*DESCRIPTION OF THE TASK*
The full set of entries is to be returned word for word.

*** Opening STORED DATA ***

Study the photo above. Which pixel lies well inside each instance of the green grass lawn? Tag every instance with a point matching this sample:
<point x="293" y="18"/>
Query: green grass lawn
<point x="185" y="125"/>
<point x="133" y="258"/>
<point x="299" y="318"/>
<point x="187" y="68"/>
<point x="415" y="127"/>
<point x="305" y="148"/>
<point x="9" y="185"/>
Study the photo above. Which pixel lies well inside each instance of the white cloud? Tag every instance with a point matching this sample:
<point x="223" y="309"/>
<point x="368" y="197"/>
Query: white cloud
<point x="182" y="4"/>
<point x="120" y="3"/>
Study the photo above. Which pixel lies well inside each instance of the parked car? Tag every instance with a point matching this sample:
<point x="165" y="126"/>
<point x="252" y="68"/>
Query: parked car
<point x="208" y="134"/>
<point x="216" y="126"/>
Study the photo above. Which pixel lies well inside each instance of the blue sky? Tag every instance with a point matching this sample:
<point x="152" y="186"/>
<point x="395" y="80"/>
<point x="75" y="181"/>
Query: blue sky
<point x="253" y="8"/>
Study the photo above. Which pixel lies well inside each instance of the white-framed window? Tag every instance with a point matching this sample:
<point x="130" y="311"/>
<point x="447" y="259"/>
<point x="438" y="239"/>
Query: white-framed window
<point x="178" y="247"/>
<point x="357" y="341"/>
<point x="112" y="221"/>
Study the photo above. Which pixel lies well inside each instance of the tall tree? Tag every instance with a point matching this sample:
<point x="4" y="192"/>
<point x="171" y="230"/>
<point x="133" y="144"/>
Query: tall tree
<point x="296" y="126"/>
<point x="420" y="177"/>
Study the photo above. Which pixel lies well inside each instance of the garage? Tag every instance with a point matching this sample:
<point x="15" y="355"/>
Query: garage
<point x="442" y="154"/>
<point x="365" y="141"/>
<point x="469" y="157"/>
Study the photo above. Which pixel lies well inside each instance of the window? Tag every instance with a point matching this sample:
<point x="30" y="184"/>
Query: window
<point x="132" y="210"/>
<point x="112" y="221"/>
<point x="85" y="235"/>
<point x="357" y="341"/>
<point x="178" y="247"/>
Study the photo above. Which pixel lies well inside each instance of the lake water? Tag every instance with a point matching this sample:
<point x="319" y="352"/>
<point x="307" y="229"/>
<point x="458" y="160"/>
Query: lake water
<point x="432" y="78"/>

*** Closing STORED DATA ***

*RESULT OF THE TASK*
Study the photo above. Which pixel lies well inside each instance of the green grass lawn? Tag every instance with a point matching this sample:
<point x="293" y="18"/>
Query: green grass lawn
<point x="185" y="125"/>
<point x="133" y="258"/>
<point x="299" y="318"/>
<point x="187" y="68"/>
<point x="415" y="127"/>
<point x="305" y="148"/>
<point x="9" y="185"/>
Study the photo above. Which pixel lies well inside each instance of the white cloud? Tag every instance with a point matching this sample:
<point x="223" y="309"/>
<point x="368" y="197"/>
Query: white cloud
<point x="182" y="4"/>
<point x="120" y="3"/>
Study the photo above. Which pixel lies well inside each instance of the parked car? Tag every instance with a point matching this sample:
<point x="165" y="126"/>
<point x="252" y="68"/>
Query: parked car
<point x="208" y="134"/>
<point x="216" y="126"/>
Study the photo above. Which pixel lies well inside each instance of the blue sky? Tag every instance with a point matching this sample:
<point x="152" y="186"/>
<point x="395" y="80"/>
<point x="75" y="181"/>
Query: blue sky
<point x="253" y="8"/>
Study the photo above. Which pixel lies well inside each instance of the white-framed window? Tag every instance with a point matching this sample:
<point x="130" y="311"/>
<point x="447" y="259"/>
<point x="438" y="239"/>
Query: white-framed window
<point x="178" y="247"/>
<point x="357" y="341"/>
<point x="112" y="221"/>
Study the photo above. Which pixel lies well inside each instance of the tall tree? Tag every instance with a point matching this sample:
<point x="4" y="192"/>
<point x="171" y="230"/>
<point x="133" y="144"/>
Query: tall tree
<point x="296" y="126"/>
<point x="420" y="177"/>
Study the photo above. Which pixel lies well inside each instance of the garage? Tag every instance with a point matching this sample:
<point x="15" y="355"/>
Query: garage
<point x="442" y="154"/>
<point x="365" y="141"/>
<point x="469" y="157"/>
Study the photo above. Which pixel lies well inside each instance of the window? Tag every instance with a point matching this sample:
<point x="30" y="184"/>
Query: window
<point x="132" y="210"/>
<point x="112" y="221"/>
<point x="85" y="235"/>
<point x="357" y="341"/>
<point x="178" y="247"/>
Study the photo above. Which pixel lies well inside each instance of the lake water? Tag every instance with a point matching this sample:
<point x="319" y="352"/>
<point x="307" y="229"/>
<point x="458" y="160"/>
Query: lake water
<point x="432" y="78"/>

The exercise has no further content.